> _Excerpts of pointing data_
START

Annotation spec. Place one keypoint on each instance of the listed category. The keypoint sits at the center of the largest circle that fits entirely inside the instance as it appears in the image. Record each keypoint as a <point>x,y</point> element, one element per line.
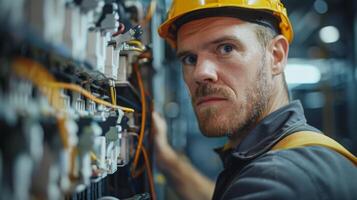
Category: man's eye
<point>189,60</point>
<point>225,49</point>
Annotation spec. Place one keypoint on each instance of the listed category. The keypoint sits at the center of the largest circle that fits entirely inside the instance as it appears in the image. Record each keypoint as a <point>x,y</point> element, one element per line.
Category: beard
<point>241,115</point>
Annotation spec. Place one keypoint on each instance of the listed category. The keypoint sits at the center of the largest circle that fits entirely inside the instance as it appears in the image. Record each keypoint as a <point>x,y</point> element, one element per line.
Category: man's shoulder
<point>300,173</point>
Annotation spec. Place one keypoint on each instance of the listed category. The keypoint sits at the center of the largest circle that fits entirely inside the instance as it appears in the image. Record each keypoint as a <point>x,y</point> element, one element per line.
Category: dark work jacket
<point>252,171</point>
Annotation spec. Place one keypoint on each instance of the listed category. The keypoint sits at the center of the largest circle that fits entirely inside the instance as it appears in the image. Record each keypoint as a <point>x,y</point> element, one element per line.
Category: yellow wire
<point>143,116</point>
<point>87,94</point>
<point>112,93</point>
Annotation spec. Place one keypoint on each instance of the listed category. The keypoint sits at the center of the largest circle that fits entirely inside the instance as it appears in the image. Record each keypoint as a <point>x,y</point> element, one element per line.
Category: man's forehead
<point>209,30</point>
<point>200,25</point>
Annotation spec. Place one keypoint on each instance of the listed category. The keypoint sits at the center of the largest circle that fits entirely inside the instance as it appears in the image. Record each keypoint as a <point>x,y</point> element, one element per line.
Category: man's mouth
<point>209,100</point>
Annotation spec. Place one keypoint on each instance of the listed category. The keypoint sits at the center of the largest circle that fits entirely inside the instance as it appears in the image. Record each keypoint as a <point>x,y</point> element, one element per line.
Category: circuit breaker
<point>74,105</point>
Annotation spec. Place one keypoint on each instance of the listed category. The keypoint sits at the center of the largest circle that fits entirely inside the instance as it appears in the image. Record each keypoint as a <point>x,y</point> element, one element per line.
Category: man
<point>233,55</point>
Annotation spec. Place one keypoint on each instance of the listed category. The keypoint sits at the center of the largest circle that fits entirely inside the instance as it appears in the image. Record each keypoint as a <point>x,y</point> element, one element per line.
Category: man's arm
<point>185,179</point>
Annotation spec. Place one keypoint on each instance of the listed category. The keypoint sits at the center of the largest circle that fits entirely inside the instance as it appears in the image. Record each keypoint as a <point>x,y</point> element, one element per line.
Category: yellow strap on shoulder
<point>309,138</point>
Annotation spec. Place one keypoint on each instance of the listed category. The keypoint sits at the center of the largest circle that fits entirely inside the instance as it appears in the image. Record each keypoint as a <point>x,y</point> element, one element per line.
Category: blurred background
<point>95,51</point>
<point>321,73</point>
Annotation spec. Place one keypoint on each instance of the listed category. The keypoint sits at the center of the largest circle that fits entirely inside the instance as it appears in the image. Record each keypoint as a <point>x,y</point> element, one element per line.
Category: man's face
<point>226,71</point>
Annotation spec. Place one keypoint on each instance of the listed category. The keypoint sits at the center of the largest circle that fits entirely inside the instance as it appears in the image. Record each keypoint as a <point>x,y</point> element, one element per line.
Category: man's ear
<point>279,49</point>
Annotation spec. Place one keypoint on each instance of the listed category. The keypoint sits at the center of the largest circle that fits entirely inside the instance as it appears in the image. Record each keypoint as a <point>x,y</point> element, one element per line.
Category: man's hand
<point>185,179</point>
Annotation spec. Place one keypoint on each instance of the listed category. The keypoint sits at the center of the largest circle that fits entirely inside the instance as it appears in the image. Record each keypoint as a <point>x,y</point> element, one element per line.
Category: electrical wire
<point>149,173</point>
<point>87,94</point>
<point>121,30</point>
<point>143,115</point>
<point>113,94</point>
<point>150,13</point>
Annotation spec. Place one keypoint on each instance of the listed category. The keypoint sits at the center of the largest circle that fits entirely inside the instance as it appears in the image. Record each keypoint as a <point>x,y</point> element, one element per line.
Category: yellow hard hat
<point>197,8</point>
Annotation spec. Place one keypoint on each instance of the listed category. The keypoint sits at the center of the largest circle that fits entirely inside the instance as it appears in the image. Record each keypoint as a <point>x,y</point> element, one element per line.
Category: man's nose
<point>205,71</point>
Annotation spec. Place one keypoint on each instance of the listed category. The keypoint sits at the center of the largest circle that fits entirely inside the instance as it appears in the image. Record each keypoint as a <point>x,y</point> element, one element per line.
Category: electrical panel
<point>74,99</point>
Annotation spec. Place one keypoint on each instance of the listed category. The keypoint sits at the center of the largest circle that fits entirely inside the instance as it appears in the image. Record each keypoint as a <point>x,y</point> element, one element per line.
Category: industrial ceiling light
<point>302,73</point>
<point>329,34</point>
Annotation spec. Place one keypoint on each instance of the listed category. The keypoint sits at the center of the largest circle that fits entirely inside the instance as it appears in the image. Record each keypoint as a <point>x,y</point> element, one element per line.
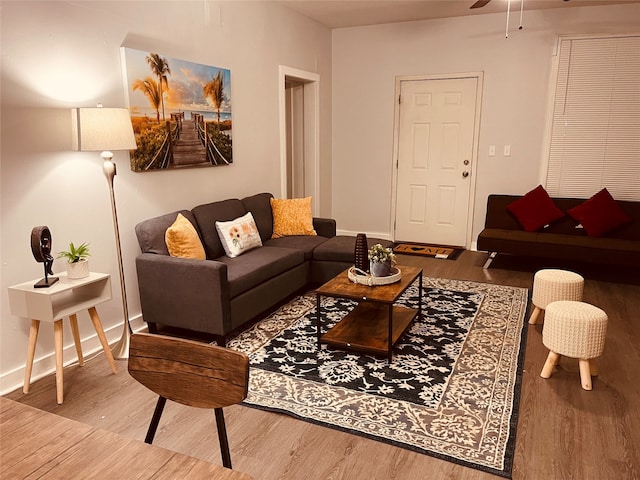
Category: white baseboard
<point>46,364</point>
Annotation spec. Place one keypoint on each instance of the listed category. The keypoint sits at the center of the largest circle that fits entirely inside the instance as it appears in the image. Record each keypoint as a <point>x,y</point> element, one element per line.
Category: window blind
<point>595,131</point>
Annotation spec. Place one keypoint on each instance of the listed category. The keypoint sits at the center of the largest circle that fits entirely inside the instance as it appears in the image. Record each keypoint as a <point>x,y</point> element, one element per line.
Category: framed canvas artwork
<point>180,111</point>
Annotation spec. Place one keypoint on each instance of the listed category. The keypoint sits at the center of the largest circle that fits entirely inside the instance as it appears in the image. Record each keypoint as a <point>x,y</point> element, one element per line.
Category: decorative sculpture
<point>41,248</point>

END

> _Instruction_
Revise the material from its start through the line containing "<point>241,115</point>" by swapping "beard" for "mustache" and keeping every other part unchanged. Give only those lines, with the pictures left out.

> _Solution for this problem_
Annotation spec. Place one keypoint on each instance of the listed category. The keypoint sits at the center of the largest circle that fits entirely inside the instance as it appears in the image. Record each keypoint as a <point>x,y</point> element, one element per line.
Category: man's eye
<point>189,60</point>
<point>225,49</point>
Annotation spec. Place one keypoint on each instance of the listed category. The keypoint sits at the center of the largest circle that fits entirely inside the instance as it appears in the image. Record each keypoint as a <point>x,y</point> element, one element per line.
Category: mustache
<point>241,115</point>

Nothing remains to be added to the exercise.